* Task description:
Whichever lines of the material contain "stone", copy each of them.

* Material provided:
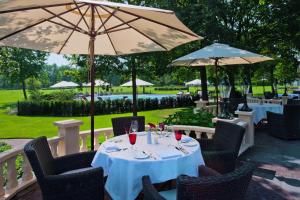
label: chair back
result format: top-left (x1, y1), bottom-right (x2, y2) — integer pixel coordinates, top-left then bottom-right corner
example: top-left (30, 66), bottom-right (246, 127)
top-left (284, 105), bottom-right (300, 137)
top-left (264, 92), bottom-right (274, 99)
top-left (177, 162), bottom-right (255, 200)
top-left (214, 121), bottom-right (245, 156)
top-left (287, 99), bottom-right (300, 105)
top-left (24, 136), bottom-right (56, 181)
top-left (111, 116), bottom-right (145, 136)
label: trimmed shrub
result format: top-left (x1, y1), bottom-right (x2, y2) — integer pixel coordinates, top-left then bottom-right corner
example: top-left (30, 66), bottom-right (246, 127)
top-left (17, 96), bottom-right (193, 116)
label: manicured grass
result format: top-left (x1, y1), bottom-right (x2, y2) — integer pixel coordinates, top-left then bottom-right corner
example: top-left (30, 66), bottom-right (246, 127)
top-left (0, 108), bottom-right (182, 139)
top-left (0, 85), bottom-right (296, 139)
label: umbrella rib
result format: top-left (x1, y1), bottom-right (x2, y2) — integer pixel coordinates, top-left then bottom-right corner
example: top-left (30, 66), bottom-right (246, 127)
top-left (0, 4), bottom-right (86, 42)
top-left (98, 27), bottom-right (132, 35)
top-left (47, 19), bottom-right (87, 35)
top-left (72, 0), bottom-right (90, 30)
top-left (100, 5), bottom-right (168, 51)
top-left (95, 7), bottom-right (119, 33)
top-left (58, 6), bottom-right (91, 54)
top-left (105, 5), bottom-right (199, 38)
top-left (95, 6), bottom-right (118, 55)
top-left (97, 17), bottom-right (140, 35)
top-left (42, 8), bottom-right (89, 35)
top-left (240, 57), bottom-right (252, 64)
top-left (0, 2), bottom-right (77, 14)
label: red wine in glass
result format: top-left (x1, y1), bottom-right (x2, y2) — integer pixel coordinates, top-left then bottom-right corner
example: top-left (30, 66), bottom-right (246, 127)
top-left (159, 123), bottom-right (165, 137)
top-left (129, 133), bottom-right (137, 149)
top-left (175, 131), bottom-right (182, 145)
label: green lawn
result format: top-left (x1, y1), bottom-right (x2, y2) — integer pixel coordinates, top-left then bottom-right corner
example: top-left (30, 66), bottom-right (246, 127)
top-left (0, 85), bottom-right (294, 139)
top-left (0, 108), bottom-right (182, 139)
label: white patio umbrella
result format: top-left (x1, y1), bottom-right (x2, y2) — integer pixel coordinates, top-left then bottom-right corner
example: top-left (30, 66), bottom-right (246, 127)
top-left (87, 79), bottom-right (110, 94)
top-left (185, 79), bottom-right (202, 86)
top-left (121, 78), bottom-right (154, 93)
top-left (87, 79), bottom-right (110, 87)
top-left (171, 43), bottom-right (273, 114)
top-left (50, 81), bottom-right (79, 89)
top-left (0, 0), bottom-right (200, 150)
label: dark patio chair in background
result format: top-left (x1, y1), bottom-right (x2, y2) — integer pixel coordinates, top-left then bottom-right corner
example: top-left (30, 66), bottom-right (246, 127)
top-left (142, 162), bottom-right (255, 200)
top-left (267, 104), bottom-right (300, 140)
top-left (197, 121), bottom-right (245, 173)
top-left (24, 137), bottom-right (104, 200)
top-left (264, 92), bottom-right (275, 99)
top-left (111, 116), bottom-right (145, 136)
top-left (287, 99), bottom-right (300, 105)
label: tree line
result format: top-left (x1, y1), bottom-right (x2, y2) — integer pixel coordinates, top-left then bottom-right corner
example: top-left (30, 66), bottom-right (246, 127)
top-left (0, 0), bottom-right (299, 99)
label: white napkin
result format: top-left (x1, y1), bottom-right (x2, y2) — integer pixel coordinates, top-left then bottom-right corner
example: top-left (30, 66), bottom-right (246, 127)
top-left (153, 147), bottom-right (182, 159)
top-left (103, 143), bottom-right (121, 153)
top-left (181, 137), bottom-right (193, 143)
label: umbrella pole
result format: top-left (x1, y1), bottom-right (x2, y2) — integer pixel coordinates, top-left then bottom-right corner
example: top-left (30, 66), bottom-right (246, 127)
top-left (89, 5), bottom-right (96, 151)
top-left (132, 59), bottom-right (138, 116)
top-left (214, 59), bottom-right (219, 115)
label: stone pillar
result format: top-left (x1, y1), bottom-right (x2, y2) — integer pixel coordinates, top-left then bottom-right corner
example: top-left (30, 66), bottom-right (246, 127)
top-left (281, 96), bottom-right (288, 105)
top-left (235, 111), bottom-right (255, 153)
top-left (54, 119), bottom-right (83, 155)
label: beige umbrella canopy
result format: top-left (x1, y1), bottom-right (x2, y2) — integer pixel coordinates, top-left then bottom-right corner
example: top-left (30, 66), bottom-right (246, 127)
top-left (0, 0), bottom-right (201, 150)
top-left (0, 0), bottom-right (200, 54)
top-left (171, 43), bottom-right (273, 115)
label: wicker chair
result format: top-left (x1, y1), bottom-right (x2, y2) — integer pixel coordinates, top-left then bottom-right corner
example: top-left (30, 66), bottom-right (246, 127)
top-left (111, 116), bottom-right (145, 136)
top-left (264, 92), bottom-right (275, 99)
top-left (287, 99), bottom-right (300, 105)
top-left (142, 162), bottom-right (255, 200)
top-left (267, 105), bottom-right (300, 140)
top-left (197, 121), bottom-right (245, 173)
top-left (24, 137), bottom-right (104, 200)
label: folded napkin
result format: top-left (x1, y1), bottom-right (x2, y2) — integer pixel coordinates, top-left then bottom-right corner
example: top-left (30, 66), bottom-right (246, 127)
top-left (181, 137), bottom-right (192, 143)
top-left (153, 147), bottom-right (182, 159)
top-left (103, 143), bottom-right (121, 153)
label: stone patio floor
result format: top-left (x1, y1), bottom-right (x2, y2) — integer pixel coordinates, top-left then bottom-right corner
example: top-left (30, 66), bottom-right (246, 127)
top-left (6, 128), bottom-right (300, 200)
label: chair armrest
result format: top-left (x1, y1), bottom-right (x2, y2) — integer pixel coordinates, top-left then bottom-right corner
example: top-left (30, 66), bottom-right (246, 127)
top-left (202, 150), bottom-right (236, 174)
top-left (267, 111), bottom-right (284, 123)
top-left (198, 165), bottom-right (220, 177)
top-left (54, 151), bottom-right (96, 173)
top-left (142, 176), bottom-right (166, 200)
top-left (196, 138), bottom-right (215, 151)
top-left (42, 167), bottom-right (104, 200)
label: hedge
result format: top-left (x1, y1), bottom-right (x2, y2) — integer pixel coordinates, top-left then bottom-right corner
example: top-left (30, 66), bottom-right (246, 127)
top-left (154, 87), bottom-right (189, 91)
top-left (17, 96), bottom-right (194, 116)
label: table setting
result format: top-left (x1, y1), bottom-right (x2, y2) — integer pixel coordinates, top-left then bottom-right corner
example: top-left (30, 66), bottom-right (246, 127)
top-left (92, 122), bottom-right (204, 200)
top-left (238, 103), bottom-right (283, 124)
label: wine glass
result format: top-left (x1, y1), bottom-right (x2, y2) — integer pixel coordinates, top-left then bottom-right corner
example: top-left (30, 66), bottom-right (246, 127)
top-left (158, 123), bottom-right (165, 138)
top-left (175, 130), bottom-right (182, 146)
top-left (130, 120), bottom-right (139, 133)
top-left (128, 132), bottom-right (137, 150)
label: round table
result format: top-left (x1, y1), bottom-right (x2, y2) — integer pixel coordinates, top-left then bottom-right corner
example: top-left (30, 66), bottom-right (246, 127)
top-left (91, 132), bottom-right (204, 200)
top-left (238, 103), bottom-right (283, 124)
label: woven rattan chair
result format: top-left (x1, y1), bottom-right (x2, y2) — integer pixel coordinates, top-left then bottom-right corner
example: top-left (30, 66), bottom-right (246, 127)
top-left (142, 162), bottom-right (255, 200)
top-left (24, 137), bottom-right (104, 200)
top-left (197, 121), bottom-right (245, 173)
top-left (267, 104), bottom-right (300, 140)
top-left (111, 116), bottom-right (145, 136)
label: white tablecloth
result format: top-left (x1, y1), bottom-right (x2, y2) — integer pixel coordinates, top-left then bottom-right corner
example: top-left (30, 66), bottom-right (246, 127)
top-left (278, 94), bottom-right (300, 99)
top-left (238, 103), bottom-right (283, 124)
top-left (92, 133), bottom-right (204, 200)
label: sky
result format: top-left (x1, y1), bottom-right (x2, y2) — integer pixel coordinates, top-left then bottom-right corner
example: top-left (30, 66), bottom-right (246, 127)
top-left (46, 53), bottom-right (70, 66)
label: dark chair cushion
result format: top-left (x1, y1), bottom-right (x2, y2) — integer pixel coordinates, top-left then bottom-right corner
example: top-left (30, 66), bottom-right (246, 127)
top-left (111, 116), bottom-right (145, 136)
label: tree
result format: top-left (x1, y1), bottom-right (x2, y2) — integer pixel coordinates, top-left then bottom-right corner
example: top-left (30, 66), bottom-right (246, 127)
top-left (0, 47), bottom-right (47, 99)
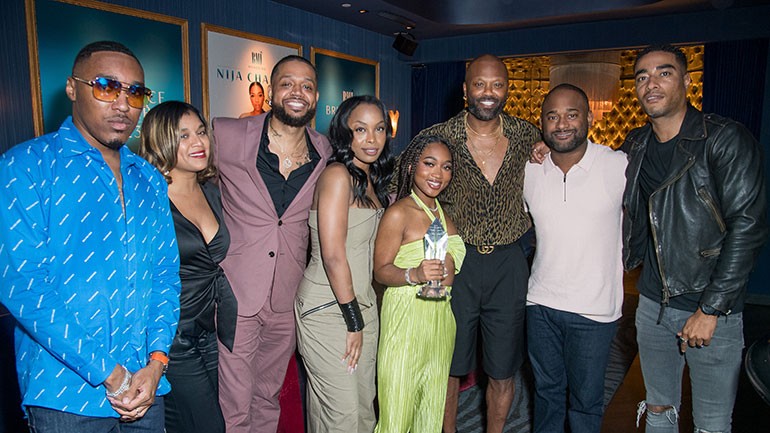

* Solution below:
label: stone pillar
label: stone patio floor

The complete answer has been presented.